* [WORK ITEM A] List every function called in the code sample of the Go channel deadlock discussion below, written as the code writes them.
* [WORK ITEM B] Resume the Go channel deadlock discussion below after its last line.

* [EXCERPT]

How do I catch the exception of a channel deadlocking?

This deadlocks because, the range construct iterates until the channel is closed. http://golang.org/ref/spec#For_statements

Here, you need to either close the channel when the tree is fully explored or use another construct.

For this example, you know that the trees are of size 10, so you can simply do a for loop from 1 to 10 and read from the channel once at each iteration.


Deadlock is similar to a nil pointer deference in that is represents a BUG in your program. This class of error is usually not recoverable for this reason.

As lbonn mentioned, the problem here is you need to "close(myChan)" your channel. If you do not do this the for-range loop, that the loop will wait for the next element forever.

You can try something like this:

func main() {
    var ch chan int = make(chan int)
    go func() {
        Walk(tree.New(1), ch)
        close(ch)
    }()
    for c := range ch {
        fmt.Printf("%d ", c)

* [ENTRIES SUPPLIED]
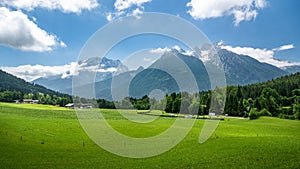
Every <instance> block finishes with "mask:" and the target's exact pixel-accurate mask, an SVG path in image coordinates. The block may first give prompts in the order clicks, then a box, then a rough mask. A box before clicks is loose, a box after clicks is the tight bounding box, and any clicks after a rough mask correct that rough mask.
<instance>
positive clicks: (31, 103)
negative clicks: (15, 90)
mask: <svg viewBox="0 0 300 169" xmlns="http://www.w3.org/2000/svg"><path fill="white" fill-rule="evenodd" d="M21 103H24V104H38V103H39V100H32V99H23V100H22V102H21Z"/></svg>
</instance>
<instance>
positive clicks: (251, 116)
mask: <svg viewBox="0 0 300 169" xmlns="http://www.w3.org/2000/svg"><path fill="white" fill-rule="evenodd" d="M258 118H259V113H258V112H257V110H256V108H252V109H251V110H250V112H249V119H250V120H254V119H258Z"/></svg>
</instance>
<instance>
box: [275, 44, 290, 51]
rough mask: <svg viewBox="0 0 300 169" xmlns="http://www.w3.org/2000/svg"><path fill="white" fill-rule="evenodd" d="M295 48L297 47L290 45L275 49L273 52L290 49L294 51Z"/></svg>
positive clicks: (285, 45)
mask: <svg viewBox="0 0 300 169" xmlns="http://www.w3.org/2000/svg"><path fill="white" fill-rule="evenodd" d="M293 48H295V46H294V45H293V44H289V45H283V46H280V47H278V48H274V49H273V51H282V50H289V49H293Z"/></svg>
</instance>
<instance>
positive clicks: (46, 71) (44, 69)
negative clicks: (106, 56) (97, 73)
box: [0, 62, 118, 81]
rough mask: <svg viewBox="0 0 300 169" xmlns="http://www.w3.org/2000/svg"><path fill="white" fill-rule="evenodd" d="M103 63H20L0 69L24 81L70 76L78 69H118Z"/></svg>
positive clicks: (116, 69) (110, 69)
mask: <svg viewBox="0 0 300 169" xmlns="http://www.w3.org/2000/svg"><path fill="white" fill-rule="evenodd" d="M103 67H105V65H102V66H100V67H99V65H92V66H87V64H86V63H85V62H83V63H82V64H78V63H76V62H71V63H69V64H66V65H62V66H44V65H21V66H17V67H0V69H2V70H4V71H6V72H8V73H10V74H13V75H15V76H17V77H19V78H22V79H25V80H26V81H33V80H35V79H38V78H41V77H43V78H47V77H50V76H61V78H67V77H70V76H76V75H78V74H79V72H80V71H90V72H100V73H107V72H110V73H114V72H117V71H118V69H117V68H115V67H109V68H103Z"/></svg>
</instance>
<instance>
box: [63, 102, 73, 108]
mask: <svg viewBox="0 0 300 169" xmlns="http://www.w3.org/2000/svg"><path fill="white" fill-rule="evenodd" d="M65 107H66V108H69V109H74V103H69V104H66V105H65Z"/></svg>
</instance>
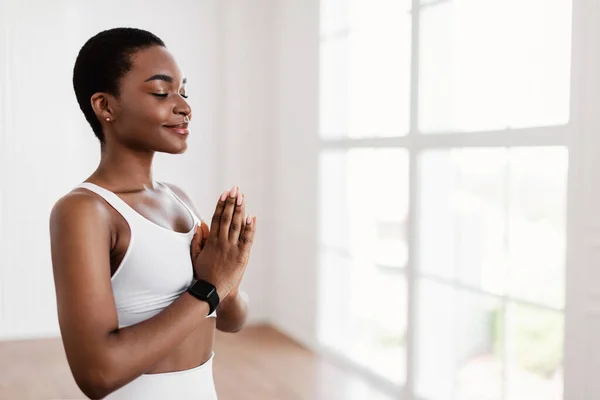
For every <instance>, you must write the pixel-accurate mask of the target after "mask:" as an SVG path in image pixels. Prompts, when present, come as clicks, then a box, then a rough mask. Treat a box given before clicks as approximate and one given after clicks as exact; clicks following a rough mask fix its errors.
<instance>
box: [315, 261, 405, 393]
mask: <svg viewBox="0 0 600 400" xmlns="http://www.w3.org/2000/svg"><path fill="white" fill-rule="evenodd" d="M319 271H320V273H319V278H320V279H319V319H318V321H319V326H318V332H319V340H320V342H321V343H323V344H325V345H326V346H328V347H330V348H331V349H333V350H335V351H338V352H339V353H341V354H343V355H344V356H345V357H348V358H350V359H352V360H354V361H355V362H357V363H359V364H360V365H363V366H365V367H366V368H368V369H370V370H372V371H373V372H375V373H377V374H379V375H381V376H382V377H384V378H386V379H388V380H390V381H391V382H393V383H396V384H398V385H402V384H404V383H405V381H406V323H407V321H406V315H407V290H406V279H405V277H404V275H403V274H402V273H400V272H399V271H394V270H389V269H388V270H385V269H380V268H374V266H373V265H372V264H370V263H369V262H362V261H361V260H360V259H357V258H354V259H350V258H348V257H344V256H340V255H338V254H335V253H334V252H331V251H327V250H323V251H322V253H321V257H320V265H319ZM369 299H376V302H375V303H376V305H375V306H374V304H375V303H374V302H373V301H370V300H369Z"/></svg>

* [TASK RESULT A] make, Walk, tree.New, close, fmt.Printf

* [TASK RESULT B]
    }
}

If you want to traverse the tree in parallel you will need to make further changes:

package main

import (
    "code.google.com/p/go-tour/tree"
    "fmt"
    "sync"
)

// Walk walks the tree t sending all values
// from the tree to the channel ch.
func Walk(t *tree.Tree, ch chan int, done *sync.WaitGroup) {
    if t != nil {
        done.Add(2)
        go Walk(t.Left, ch, done) //look at each branch in parallel
        go Walk(t.Right, ch, done)
        ch <- t.Value
    }
    done.Done()
}

func main() {
    var ch chan int = make(chan int, 64) //note the buffer size
    go func() {
        done := new(sync.WaitGroup)
        done.Add(1)
        Walk(tree.New(1), ch, done)
        done.Wait()
        close(ch)
    }()
    for c := range ch {
        fmt.Printf("%d ", c)
    }
}

No, you cannot recover from a deadlock.